> _Instructions for the task_
Every line below should be copied exactly; drop the pictures.

> _Data excerpts_
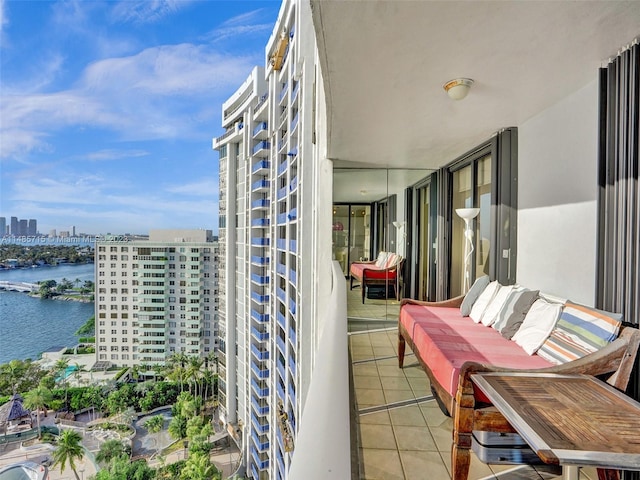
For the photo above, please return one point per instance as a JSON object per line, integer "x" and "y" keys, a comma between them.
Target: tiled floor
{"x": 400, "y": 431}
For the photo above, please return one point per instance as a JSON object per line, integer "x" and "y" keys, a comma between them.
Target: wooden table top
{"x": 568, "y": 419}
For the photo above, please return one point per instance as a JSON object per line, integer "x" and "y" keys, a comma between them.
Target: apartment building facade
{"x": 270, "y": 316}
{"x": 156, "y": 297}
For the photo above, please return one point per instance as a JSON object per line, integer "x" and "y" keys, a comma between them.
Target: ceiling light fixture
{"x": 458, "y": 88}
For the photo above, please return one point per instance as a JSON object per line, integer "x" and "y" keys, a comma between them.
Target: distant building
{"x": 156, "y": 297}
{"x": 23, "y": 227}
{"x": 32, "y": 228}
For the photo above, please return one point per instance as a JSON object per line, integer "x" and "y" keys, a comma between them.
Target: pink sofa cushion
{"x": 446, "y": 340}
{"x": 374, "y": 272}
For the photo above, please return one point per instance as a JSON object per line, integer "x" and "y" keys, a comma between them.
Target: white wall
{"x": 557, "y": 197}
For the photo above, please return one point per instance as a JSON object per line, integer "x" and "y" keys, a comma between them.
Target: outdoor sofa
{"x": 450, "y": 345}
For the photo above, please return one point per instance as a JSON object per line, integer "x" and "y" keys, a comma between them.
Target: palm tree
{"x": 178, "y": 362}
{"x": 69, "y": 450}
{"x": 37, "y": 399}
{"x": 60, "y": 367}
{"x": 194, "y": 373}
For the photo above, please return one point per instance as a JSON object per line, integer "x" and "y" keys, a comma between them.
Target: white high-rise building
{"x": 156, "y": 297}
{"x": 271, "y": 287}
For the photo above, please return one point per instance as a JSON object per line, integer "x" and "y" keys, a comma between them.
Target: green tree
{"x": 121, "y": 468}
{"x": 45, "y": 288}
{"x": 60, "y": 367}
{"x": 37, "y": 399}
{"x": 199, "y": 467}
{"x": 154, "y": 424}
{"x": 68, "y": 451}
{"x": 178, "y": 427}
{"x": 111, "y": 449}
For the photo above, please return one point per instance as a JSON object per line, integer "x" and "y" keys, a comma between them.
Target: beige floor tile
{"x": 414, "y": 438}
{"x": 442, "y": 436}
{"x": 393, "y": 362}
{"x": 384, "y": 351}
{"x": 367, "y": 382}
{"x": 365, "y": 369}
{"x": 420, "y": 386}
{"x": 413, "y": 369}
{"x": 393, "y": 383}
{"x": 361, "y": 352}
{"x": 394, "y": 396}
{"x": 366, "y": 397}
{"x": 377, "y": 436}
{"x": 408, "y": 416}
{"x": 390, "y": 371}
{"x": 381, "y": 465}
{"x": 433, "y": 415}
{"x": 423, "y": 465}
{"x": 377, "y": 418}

> _Answer for the task_
For the photo above, please return one point per instance as a JSON object per line, integer "x" and "y" keys, a comma between them.
Target: tiled floor
{"x": 400, "y": 431}
For the photo above, please return one point per instance as a JSON object per line, integer "x" and "y" keys, a comma between them.
Target: wooden table top
{"x": 568, "y": 419}
For the photo above, please return one point per instance as a JSON object per line, integer "x" and "y" keys, a comma between them.
Target: apartment building facade
{"x": 270, "y": 316}
{"x": 156, "y": 297}
For the photo above, please return one point per instance as a JSON object per line, integer "x" and "y" keys, a comma between them.
Target: ceiling light fixture
{"x": 458, "y": 88}
For the photo above, please return one point per instance as a JSON object per line, integer "x" and "y" keys, a comma between them.
Target: distant building
{"x": 156, "y": 297}
{"x": 23, "y": 227}
{"x": 32, "y": 228}
For the photo above, please return one point per instance as a JSON object per line, integer "x" and "y" keys, a comma between them.
Target: pink sofa cushion
{"x": 446, "y": 340}
{"x": 374, "y": 272}
For the photo above, please return one point per instance as a JSON object per line, integer "x" and "y" keys, a comma between them.
Target: white wall
{"x": 557, "y": 197}
For the photo above, please return one point per instance as a JSON object per line, integer "x" and "y" keys, a comma between them.
Target: outdoor sofa
{"x": 450, "y": 345}
For the photo above, please return one point per instance as a JSON object per line, integer "x" and "y" keys, a comma between them.
Target: palm tree
{"x": 178, "y": 362}
{"x": 69, "y": 450}
{"x": 37, "y": 399}
{"x": 60, "y": 367}
{"x": 194, "y": 373}
For the photo above, please return one point per instance as a JSON object per line, integer "x" and "y" keys, a comma between them.
Target: white high-rise building
{"x": 156, "y": 297}
{"x": 271, "y": 287}
For the photo above, please return one point per instance as a JSON object per line, integer "x" and "y" keys, a comma between them.
Target: green tree
{"x": 121, "y": 468}
{"x": 45, "y": 288}
{"x": 60, "y": 367}
{"x": 37, "y": 399}
{"x": 199, "y": 467}
{"x": 154, "y": 424}
{"x": 68, "y": 451}
{"x": 178, "y": 427}
{"x": 111, "y": 449}
For the photo above, please return one point per instance as a JSON object per line, integer "x" and "y" keys, a comma between them.
Target: beige floor tile
{"x": 414, "y": 438}
{"x": 442, "y": 436}
{"x": 393, "y": 362}
{"x": 384, "y": 351}
{"x": 367, "y": 382}
{"x": 365, "y": 369}
{"x": 420, "y": 386}
{"x": 413, "y": 369}
{"x": 393, "y": 383}
{"x": 361, "y": 352}
{"x": 394, "y": 396}
{"x": 366, "y": 397}
{"x": 377, "y": 436}
{"x": 408, "y": 416}
{"x": 390, "y": 371}
{"x": 381, "y": 465}
{"x": 433, "y": 415}
{"x": 423, "y": 465}
{"x": 377, "y": 418}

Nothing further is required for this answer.